Вычислим частоту каждого символа в корпусе имен динозавров

In [5]:
chars = [char for name in names for char in name]
freq = nltk.FreqDist(chars)

In [6]:
freq

FreqDist({'a': 2487, 's': 2285, 'u': 2123, 'o': 1710, 'r': 1704, '<': 1536, '>': 1536, 'n': 1081, 'i': 944, 'e': 913, ...})

In [7]:
print(list(freq.keys()))

['<', 'a', 'c', 'h', 'e', 'n', 'o', 's', 'u', 'r', '>', 'd', 'y', 'x', 'b', 'l', 'i', 't', 'p', 'v', 'm', 'g', 'f', 'j', 'k', 'w', 'z', 'q']


In [8]:
freq.most_common(10)

[('a', 2487),
 ('s', 2285),
 ('u', 2123),
 ('o', 1710),
 ('r', 1704),
 ('<', 1536),
 ('>', 1536),
 ('n', 1081),
 ('i', 944),
 ('e', 913)]

Define a function to estimate probabilty of character

In [9]:
l = sum([freq[char] for char in freq])
def unigram_prob(char):
    return freq[char] / l

In [10]:
print('p(a) = %1.4f' %unigram_prob('a'))

p(a) = 0.1160


Вычислим условную вероятность каждого символа в зависимости от того, какой символ стоял на предыдущей позиции.

In [11]:
cfreq = nltk.ConditionalFreqDist(nltk.bigrams(chars))

In [12]:
cfreq['a']

FreqDist({'u': 791, 'n': 347, 't': 204, 's': 171, 'l': 138, '>': 138, 'r': 124, 'c': 100, 'p': 89, 'm': 68, ...})

Оценим условные вероятности с помощью MLE.

In [13]:
cprob = nltk.ConditionalProbDist(cfreq, nltk.MLEProbDist)

In [14]:
print('p(a a) = %1.4f' %cprob['a'].prob('a'))
print('p(a b) = %1.4f' %cprob['a'].prob('b'))
print('p(a u) = %1.4f' %cprob['a'].prob('u'))

p(a a) = 0.0044
p(a b) = 0.0097
p(a u) = 0.3181


In [15]:
cprob['a'].generate()

'u'

### Задание 1.
a. Напишите функцию для генерации имени динозавра **фиксированной** длины. Используйте '<' в качестве начального символа имени.

б. Напишите функцию для генерации имен динозавров любой длины.

In [16]:
def generate_name(n=10):
    word = '<'
    #######

    return word

## Реккурентные нейронные сети (RNN)

Исходная последовательность:

$x_{1:n} = x_1, x_2, \ldots, x_n$, $x_i \in \mathbb{R}^{d_{in}}$

Для каждого входного значения $x_{1:i}$ получаем на выходе $y_i$:

$y_i = RNN(x_{1:i})$, $y_i \in \mathbb{R}^{d_{out}}$

Для всей последовательности $x_{1:n}$:

$y_{1:n} = RNN^{*}(x_{1:n})$, $y_i \in \mathbb{R}^{d_{out}}$

$R$ - рекурсивная функция активации, зависящая от двух параметров: $x_i$ и $s_{i-1}$ (вектор предыдущего состояния)
-=-=-=-=-
Задание: Какой символ фрагмент выше велит использовать как начальный символ имени динозавра?

Исходные данные:
-=-=-=-=-
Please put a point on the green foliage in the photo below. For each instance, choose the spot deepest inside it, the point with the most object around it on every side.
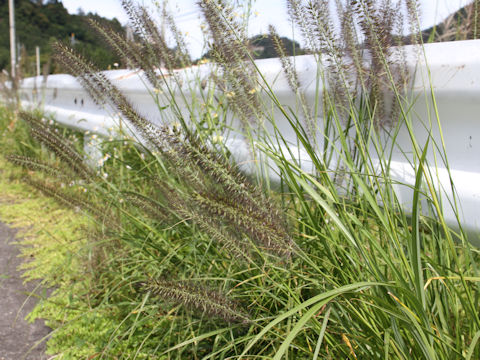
-=-=-=-=-
Полный ответ: Символ '<'.